(IHRE AUFGABEN):
a – Prüfen Sie, ob die folgenden Aussagen mit den Bearbeitungshinweisen zur R-Markdown-Datei übereinstimmen: (i) Die Fragen sollen in einer .Rmd-Datei beantwortet werden. (ii) Der Text unter dem Setup Chunk muss stehen bleiben. (iii) Die Vorlage-Datei wird über Rechtsklick > Speichern unter… heruntergeladen. Antworten Sie jeweils mit Ja oder Nein und zitieren Sie die entscheidenden Worte wörtlich.
b – Führen Sie die Bearbeitungshinweise zur R-Markdown-Datei im Anschluss an ihren letzten Satz fort.
*** VORLIEGENDER AUSZUG ***
1 Deutsche Version

1.1 Links

1.2 Hinweise zur Bearbeitung

Bitte beantworten Sie die Fragen in einer .Rmd Datei. Sie können Sie über Datei > Neue Datei > R Markdown... eine neue R Markdown Datei erstellen. Den Text unter dem Setup Chunk (ab Zeile 11) können Sie löschen. Unter diesem Link können Sie auch unsere Vorlage-Datei herunterladen (Rechtsklick > Speichern unter…).
*** ANGEZEIGTE DATEN ***
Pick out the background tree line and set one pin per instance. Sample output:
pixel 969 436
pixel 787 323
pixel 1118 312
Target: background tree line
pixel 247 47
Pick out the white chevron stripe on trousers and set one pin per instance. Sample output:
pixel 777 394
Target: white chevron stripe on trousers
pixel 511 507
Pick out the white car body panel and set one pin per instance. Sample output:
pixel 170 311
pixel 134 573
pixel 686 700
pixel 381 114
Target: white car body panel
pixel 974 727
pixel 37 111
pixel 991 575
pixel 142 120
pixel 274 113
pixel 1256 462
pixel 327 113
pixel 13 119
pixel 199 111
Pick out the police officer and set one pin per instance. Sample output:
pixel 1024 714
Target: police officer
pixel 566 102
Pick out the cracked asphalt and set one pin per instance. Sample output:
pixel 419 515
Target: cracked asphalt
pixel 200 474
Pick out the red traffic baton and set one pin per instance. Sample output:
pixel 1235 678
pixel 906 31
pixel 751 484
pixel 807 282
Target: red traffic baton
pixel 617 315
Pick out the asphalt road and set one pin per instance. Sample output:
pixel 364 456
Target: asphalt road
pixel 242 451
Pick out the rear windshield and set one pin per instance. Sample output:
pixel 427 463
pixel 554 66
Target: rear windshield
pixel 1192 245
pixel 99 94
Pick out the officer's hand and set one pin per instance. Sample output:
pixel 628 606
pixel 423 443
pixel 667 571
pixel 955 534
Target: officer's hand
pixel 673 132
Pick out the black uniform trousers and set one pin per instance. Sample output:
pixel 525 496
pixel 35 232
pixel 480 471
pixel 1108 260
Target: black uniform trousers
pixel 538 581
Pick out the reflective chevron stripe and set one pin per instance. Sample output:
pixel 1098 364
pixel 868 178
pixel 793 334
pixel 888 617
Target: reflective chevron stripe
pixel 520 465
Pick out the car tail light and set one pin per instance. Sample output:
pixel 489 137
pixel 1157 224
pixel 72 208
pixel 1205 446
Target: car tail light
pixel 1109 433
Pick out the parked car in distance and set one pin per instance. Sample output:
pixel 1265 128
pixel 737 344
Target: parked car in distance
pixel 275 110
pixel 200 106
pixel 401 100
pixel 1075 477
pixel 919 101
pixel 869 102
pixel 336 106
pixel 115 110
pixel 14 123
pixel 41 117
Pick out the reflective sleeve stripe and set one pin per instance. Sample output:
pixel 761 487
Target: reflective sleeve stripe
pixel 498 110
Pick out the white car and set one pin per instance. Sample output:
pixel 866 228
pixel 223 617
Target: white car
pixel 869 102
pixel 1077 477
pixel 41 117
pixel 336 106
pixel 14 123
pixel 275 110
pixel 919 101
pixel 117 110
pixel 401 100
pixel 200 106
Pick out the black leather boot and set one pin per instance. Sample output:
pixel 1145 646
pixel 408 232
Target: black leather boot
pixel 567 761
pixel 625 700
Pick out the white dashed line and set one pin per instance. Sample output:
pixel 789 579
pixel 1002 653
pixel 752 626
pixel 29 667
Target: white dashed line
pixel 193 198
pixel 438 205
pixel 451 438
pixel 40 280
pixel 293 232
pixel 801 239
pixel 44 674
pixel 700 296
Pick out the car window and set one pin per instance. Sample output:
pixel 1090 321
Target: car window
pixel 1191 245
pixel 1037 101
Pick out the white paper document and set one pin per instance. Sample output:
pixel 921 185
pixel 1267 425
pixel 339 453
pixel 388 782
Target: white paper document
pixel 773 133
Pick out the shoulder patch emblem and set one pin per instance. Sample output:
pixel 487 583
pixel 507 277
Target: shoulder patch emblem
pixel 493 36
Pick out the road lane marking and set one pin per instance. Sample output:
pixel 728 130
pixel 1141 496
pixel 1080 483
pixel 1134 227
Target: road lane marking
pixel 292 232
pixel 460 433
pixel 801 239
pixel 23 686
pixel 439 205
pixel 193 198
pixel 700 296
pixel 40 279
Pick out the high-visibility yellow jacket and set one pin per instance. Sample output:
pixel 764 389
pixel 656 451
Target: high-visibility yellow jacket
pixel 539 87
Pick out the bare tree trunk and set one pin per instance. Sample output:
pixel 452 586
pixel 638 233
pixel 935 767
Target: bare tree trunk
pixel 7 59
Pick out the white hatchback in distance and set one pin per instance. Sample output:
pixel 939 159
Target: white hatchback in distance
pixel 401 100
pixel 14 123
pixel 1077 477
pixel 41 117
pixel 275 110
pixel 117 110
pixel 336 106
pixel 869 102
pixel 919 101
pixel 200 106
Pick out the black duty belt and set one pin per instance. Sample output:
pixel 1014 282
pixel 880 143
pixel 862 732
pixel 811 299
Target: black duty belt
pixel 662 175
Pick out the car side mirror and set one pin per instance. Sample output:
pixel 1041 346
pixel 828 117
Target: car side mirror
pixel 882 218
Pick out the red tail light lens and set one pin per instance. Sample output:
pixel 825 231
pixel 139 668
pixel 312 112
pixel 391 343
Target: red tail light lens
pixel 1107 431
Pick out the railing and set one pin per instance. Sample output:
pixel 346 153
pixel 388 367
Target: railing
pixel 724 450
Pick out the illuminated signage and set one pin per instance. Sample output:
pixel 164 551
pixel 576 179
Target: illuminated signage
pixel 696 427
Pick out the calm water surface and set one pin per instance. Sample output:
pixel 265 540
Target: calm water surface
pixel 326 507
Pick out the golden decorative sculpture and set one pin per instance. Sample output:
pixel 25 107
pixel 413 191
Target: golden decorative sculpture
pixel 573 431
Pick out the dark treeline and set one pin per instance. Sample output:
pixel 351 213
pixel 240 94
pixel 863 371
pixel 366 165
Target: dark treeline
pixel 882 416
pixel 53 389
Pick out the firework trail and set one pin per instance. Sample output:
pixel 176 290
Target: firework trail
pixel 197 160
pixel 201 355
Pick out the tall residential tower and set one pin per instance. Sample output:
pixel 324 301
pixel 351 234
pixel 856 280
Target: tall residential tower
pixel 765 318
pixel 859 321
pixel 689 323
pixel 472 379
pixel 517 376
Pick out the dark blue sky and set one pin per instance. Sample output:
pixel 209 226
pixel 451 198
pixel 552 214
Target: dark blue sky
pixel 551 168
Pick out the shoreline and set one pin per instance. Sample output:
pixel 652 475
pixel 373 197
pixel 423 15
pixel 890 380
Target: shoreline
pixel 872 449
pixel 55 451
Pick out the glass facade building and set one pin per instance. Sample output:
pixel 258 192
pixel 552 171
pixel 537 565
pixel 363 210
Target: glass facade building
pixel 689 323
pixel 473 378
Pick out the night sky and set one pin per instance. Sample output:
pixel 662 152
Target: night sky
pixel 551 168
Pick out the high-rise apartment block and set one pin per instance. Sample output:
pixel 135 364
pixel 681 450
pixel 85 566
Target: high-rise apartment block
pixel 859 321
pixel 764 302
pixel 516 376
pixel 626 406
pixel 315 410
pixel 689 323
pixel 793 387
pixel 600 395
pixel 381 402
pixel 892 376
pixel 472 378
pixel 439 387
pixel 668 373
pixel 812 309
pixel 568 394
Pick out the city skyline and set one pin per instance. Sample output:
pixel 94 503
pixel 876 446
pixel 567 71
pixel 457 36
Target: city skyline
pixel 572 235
***
(LÖSUNGEN):
a –
(i) Ja: „Bitte beantworten Sie die Fragen in einer .Rmd Datei.“
(ii) Nein: „Den Text unter dem Setup Chunk (ab Zeile 11) können Sie löschen.“
(iii) Ja: „(Rechtsklick > Speichern unter…)“

b –
Informationen, die Sie für die Bearbeitung benötigen, finden Sie auf der Website der Veranstaltung
Zögern Sie nicht, im Internet nach Lösungen zu suchen. Das effektive Suchen nach Lösungen für R-Probleme im Internet ist tatsächlich eine sehr nützliche Fähigkeit, auch Profis arbeiten auf diese Weise. Die beste Anlaufstelle dafür ist der R-Bereich der Programmiererplattform Stackoverflow
Auf der Website von R Studio finden Sie sehr hilfreiche Übersichtszettel zu vielen verschiedenen R-bezogenen Themen. Ein guter Anfang ist der Base R Cheat Sheet

1.3 Ressourcen

Da es sich um eine praktische Übung handelt, können wir Ihnen nicht alle nützlichen Befehle einzeln vorstellen. Stattdessen finden Sie hier Verweise auf sinnvolle Ressourcen, in denen Sie für die Bearbeitung unserer Aufgaben nachschlagen können.

Ressource	Beschreibung
Field, Kapitel 4	Buchkapitel, das Schritt für Schritt in die Arbeit mit `ggplot2` einführt. Große Empfehlung!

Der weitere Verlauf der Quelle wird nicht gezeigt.